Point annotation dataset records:
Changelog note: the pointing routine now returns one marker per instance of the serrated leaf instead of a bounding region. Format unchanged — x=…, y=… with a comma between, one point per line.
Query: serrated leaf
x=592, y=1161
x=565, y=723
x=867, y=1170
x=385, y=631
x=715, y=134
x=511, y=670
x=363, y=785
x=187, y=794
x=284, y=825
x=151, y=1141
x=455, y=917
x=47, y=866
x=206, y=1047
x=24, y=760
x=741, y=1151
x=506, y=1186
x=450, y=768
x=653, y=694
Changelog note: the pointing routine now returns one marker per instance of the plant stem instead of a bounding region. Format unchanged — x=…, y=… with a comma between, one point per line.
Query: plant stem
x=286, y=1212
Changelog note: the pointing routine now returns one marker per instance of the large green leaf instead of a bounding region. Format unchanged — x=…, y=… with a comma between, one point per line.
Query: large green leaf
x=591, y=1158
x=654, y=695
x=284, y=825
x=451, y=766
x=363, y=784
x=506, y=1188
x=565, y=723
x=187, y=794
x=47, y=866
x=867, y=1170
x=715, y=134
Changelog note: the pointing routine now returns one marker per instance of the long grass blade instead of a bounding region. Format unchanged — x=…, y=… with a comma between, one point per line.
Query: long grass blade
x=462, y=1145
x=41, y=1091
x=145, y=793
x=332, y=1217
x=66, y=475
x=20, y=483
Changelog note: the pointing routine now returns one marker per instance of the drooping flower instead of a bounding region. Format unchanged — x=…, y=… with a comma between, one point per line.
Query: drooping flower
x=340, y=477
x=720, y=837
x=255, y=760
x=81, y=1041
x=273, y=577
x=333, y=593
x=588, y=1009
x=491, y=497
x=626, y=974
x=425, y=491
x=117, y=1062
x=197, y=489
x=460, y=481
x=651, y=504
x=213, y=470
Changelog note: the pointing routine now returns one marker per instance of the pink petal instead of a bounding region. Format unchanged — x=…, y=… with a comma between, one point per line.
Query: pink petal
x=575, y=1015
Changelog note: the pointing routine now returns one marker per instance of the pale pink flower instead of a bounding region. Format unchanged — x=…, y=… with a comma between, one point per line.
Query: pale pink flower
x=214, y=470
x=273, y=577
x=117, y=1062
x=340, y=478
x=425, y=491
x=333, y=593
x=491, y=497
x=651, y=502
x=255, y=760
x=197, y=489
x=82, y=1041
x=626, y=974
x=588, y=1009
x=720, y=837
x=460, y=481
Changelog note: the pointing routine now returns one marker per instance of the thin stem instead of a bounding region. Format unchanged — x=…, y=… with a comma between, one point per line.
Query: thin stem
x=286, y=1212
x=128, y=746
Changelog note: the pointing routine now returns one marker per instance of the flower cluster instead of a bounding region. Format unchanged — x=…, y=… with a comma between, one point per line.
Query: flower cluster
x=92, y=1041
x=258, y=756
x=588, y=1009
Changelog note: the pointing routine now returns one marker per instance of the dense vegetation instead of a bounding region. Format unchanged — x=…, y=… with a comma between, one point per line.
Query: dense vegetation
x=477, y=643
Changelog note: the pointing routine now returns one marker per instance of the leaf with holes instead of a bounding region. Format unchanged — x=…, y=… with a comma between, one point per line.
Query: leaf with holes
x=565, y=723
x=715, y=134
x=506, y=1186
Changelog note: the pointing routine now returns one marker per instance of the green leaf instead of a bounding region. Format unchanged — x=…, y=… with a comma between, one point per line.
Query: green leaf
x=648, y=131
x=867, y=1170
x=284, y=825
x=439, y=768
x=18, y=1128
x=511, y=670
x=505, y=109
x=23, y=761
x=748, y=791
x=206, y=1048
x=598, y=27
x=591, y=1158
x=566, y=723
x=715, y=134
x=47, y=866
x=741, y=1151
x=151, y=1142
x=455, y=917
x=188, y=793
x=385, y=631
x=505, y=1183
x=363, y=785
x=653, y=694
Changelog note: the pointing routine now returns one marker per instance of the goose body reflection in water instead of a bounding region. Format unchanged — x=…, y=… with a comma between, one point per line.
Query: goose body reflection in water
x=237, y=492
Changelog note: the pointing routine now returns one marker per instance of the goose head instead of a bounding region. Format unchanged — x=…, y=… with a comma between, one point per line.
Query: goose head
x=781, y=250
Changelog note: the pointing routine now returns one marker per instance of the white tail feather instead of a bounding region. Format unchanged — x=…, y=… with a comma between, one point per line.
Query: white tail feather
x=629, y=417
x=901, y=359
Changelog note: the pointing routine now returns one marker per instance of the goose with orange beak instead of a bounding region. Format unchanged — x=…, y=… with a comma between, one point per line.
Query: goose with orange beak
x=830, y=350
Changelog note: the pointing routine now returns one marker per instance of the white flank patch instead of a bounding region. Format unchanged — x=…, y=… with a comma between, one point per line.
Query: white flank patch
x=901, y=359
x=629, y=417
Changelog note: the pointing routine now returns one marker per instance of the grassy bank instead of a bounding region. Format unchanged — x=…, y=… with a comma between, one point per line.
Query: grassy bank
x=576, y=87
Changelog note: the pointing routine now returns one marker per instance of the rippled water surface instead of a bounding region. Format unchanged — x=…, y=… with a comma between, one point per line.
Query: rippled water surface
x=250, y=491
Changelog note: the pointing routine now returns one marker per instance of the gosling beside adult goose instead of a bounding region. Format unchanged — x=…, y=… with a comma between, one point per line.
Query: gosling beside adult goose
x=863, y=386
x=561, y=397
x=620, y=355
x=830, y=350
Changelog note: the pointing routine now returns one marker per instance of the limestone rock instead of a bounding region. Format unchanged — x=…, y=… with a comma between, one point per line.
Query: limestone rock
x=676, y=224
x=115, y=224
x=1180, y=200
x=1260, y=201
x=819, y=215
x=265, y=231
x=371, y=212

* _Given instruction_
Rewrite every line of the material above as a Markdown table with two columns, Row and Line, numbering the rows in order and leaving out any blank lines.

* _Answer to this exercise_
| Row | Line |
|---|---|
| 1 | Changelog note: the pointing routine now returns one marker per instance of the serrated leaf instead of a bounding region. Format unchanged — x=…, y=… with a comma between, one point per line. |
| 2 | Query: serrated leaf |
| 3 | x=592, y=1161 |
| 4 | x=565, y=723 |
| 5 | x=867, y=1170 |
| 6 | x=385, y=631 |
| 7 | x=715, y=134 |
| 8 | x=511, y=670 |
| 9 | x=363, y=785 |
| 10 | x=187, y=794 |
| 11 | x=284, y=825 |
| 12 | x=151, y=1141 |
| 13 | x=455, y=917 |
| 14 | x=47, y=866 |
| 15 | x=206, y=1047 |
| 16 | x=24, y=760 |
| 17 | x=741, y=1151 |
| 18 | x=506, y=1186 |
| 19 | x=450, y=768 |
| 20 | x=653, y=694 |
| 21 | Changelog note: the pointing routine now returns one marker per instance of the plant stem instead of a bounding region. Format unchanged — x=…, y=… with a comma between, one point per line. |
| 22 | Query: plant stem |
| 23 | x=286, y=1212 |
| 24 | Changelog note: the pointing routine now returns one marker per instance of the large green leaf instead of a bounding region. Format unchanged — x=…, y=… with a comma between, one point per line. |
| 25 | Query: large green leaf |
| 26 | x=591, y=1158 |
| 27 | x=654, y=695 |
| 28 | x=284, y=825 |
| 29 | x=451, y=766 |
| 30 | x=363, y=784 |
| 31 | x=506, y=1188 |
| 32 | x=565, y=723 |
| 33 | x=187, y=794 |
| 34 | x=47, y=866 |
| 35 | x=867, y=1170 |
| 36 | x=715, y=134 |
| 37 | Changelog note: the pointing routine now returns one marker per instance of the long grass blade instead of a bounding region. Format unchanged — x=…, y=… with a comma between, one point per line. |
| 38 | Query: long grass blade |
| 39 | x=462, y=1145 |
| 40 | x=41, y=1091 |
| 41 | x=145, y=793 |
| 42 | x=332, y=1217 |
| 43 | x=66, y=475 |
| 44 | x=20, y=483 |
| 45 | Changelog note: the pointing routine now returns one marker per instance of the drooping flower instead of a bounding region. Format unchanged — x=…, y=… with a comma between, one point per line. |
| 46 | Query: drooping flower |
| 47 | x=340, y=477 |
| 48 | x=720, y=837 |
| 49 | x=255, y=760 |
| 50 | x=81, y=1041 |
| 51 | x=273, y=577 |
| 52 | x=333, y=593 |
| 53 | x=588, y=1009 |
| 54 | x=491, y=497 |
| 55 | x=626, y=974 |
| 56 | x=425, y=491 |
| 57 | x=117, y=1062 |
| 58 | x=197, y=489 |
| 59 | x=460, y=481 |
| 60 | x=651, y=504 |
| 61 | x=213, y=470 |
| 62 | Changelog note: the pointing routine now returns one marker per instance of the pink petal instead of a bounding region. Format unchanged — x=…, y=… with a comma between, one point per line. |
| 63 | Query: pink petal |
| 64 | x=575, y=1015 |
| 65 | Changelog note: the pointing routine now returns one marker per instance of the pale pink flower instead of a bounding region. Format unchanged — x=…, y=… with a comma between, one point per line. |
| 66 | Query: pale pink flower |
| 67 | x=214, y=470 |
| 68 | x=273, y=577 |
| 69 | x=117, y=1062 |
| 70 | x=340, y=478 |
| 71 | x=425, y=491 |
| 72 | x=333, y=593 |
| 73 | x=491, y=497 |
| 74 | x=651, y=502 |
| 75 | x=255, y=760 |
| 76 | x=197, y=489 |
| 77 | x=82, y=1041 |
| 78 | x=626, y=974 |
| 79 | x=588, y=1009 |
| 80 | x=720, y=837 |
| 81 | x=460, y=481 |
| 82 | Changelog note: the pointing routine now returns one marker per instance of the thin stem instead of a bounding region. Format unchanged — x=…, y=… with a comma between, one point per line. |
| 83 | Query: thin stem |
| 84 | x=286, y=1212 |
| 85 | x=128, y=746 |
| 86 | Changelog note: the pointing routine now returns one marker per instance of the flower cluster instead of a bounding region. Format unchanged — x=…, y=… with a comma between, one point per line. |
| 87 | Query: flower cluster |
| 88 | x=92, y=1041 |
| 89 | x=258, y=756 |
| 90 | x=588, y=1009 |
| 91 | Changelog note: the pointing routine now returns one marker per instance of the dense vegetation instead of a bounding region. Format unchanged — x=…, y=… with a comma between, one point per line. |
| 92 | Query: dense vegetation |
| 93 | x=477, y=643 |
| 94 | Changelog note: the pointing routine now returns one marker per instance of the leaf with holes instead of a bounding region. Format unchanged — x=…, y=… with a comma between, one point per line. |
| 95 | Query: leaf with holes |
| 96 | x=565, y=723 |
| 97 | x=715, y=134 |
| 98 | x=506, y=1186 |
| 99 | Changelog note: the pointing routine now returns one marker per instance of the green leaf instead of a bounding region. Format unchanged — x=…, y=… with a comma between, one point per line. |
| 100 | Query: green leaf |
| 101 | x=648, y=131 |
| 102 | x=867, y=1170 |
| 103 | x=284, y=825 |
| 104 | x=439, y=768 |
| 105 | x=18, y=1128 |
| 106 | x=511, y=670 |
| 107 | x=505, y=109 |
| 108 | x=23, y=761 |
| 109 | x=748, y=791 |
| 110 | x=206, y=1048 |
| 111 | x=598, y=27 |
| 112 | x=591, y=1158 |
| 113 | x=566, y=723 |
| 114 | x=715, y=134 |
| 115 | x=47, y=866 |
| 116 | x=741, y=1151 |
| 117 | x=151, y=1142 |
| 118 | x=455, y=917 |
| 119 | x=188, y=793 |
| 120 | x=385, y=631 |
| 121 | x=505, y=1183 |
| 122 | x=363, y=785 |
| 123 | x=653, y=694 |
| 124 | Changelog note: the pointing routine now returns one marker per instance of the goose body reflection in water instead of a bounding region. Format unchanged — x=…, y=… with a comma between, one point per line. |
| 125 | Query: goose body reflection in water |
| 126 | x=237, y=492 |
| 127 | Changelog note: the pointing routine now returns one marker per instance of the goose head instead of a bounding region. Format unchanged — x=…, y=… with a comma between, one point per line. |
| 128 | Query: goose head |
| 129 | x=781, y=250 |
| 130 | Changelog note: the pointing routine now returns one marker per instance of the white tail feather instead of a bounding region. Format unchanged — x=…, y=… with a comma between, one point per line. |
| 131 | Query: white tail feather |
| 132 | x=629, y=417 |
| 133 | x=901, y=359 |
| 134 | Changelog note: the pointing routine now returns one marker per instance of the goose with orange beak instead of a bounding region. Format unchanged — x=…, y=… with a comma between, one point per line. |
| 135 | Query: goose with orange beak |
| 136 | x=830, y=350 |
| 137 | Changelog note: the pointing routine now returns one marker per instance of the white flank patch instead of a bounding region. Format unchanged — x=…, y=… with a comma between, one point per line. |
| 138 | Query: white flank patch |
| 139 | x=901, y=359 |
| 140 | x=629, y=417 |
| 141 | Changelog note: the pointing routine now returns one marker per instance of the grassy bank instead of a bounding region. Format unchanged — x=…, y=… with a comma between, one point per line. |
| 142 | Query: grassy bank |
| 143 | x=576, y=87 |
| 144 | Changelog note: the pointing routine now returns one marker per instance of the rippled water surface instead of a bounding region. Format unchanged — x=…, y=… with a comma between, one point per line. |
| 145 | Query: rippled water surface |
| 146 | x=250, y=491 |
| 147 | Changelog note: the pointing routine now returns one marker per instance of the gosling beside adult goose instead of a bounding region. Format unchanged — x=…, y=… with a comma between, one point per line. |
| 148 | Query: gosling beside adult goose |
| 149 | x=863, y=386 |
| 150 | x=561, y=397 |
| 151 | x=620, y=355 |
| 152 | x=830, y=350 |
| 153 | Changelog note: the pointing routine now returns one marker per instance of the limestone rock instead of a bounding region. Format unchanged — x=…, y=… with a comma between, one point per line. |
| 154 | Query: limestone rock |
| 155 | x=676, y=224 |
| 156 | x=115, y=224 |
| 157 | x=1180, y=200 |
| 158 | x=1260, y=201 |
| 159 | x=819, y=215 |
| 160 | x=265, y=231 |
| 161 | x=371, y=212 |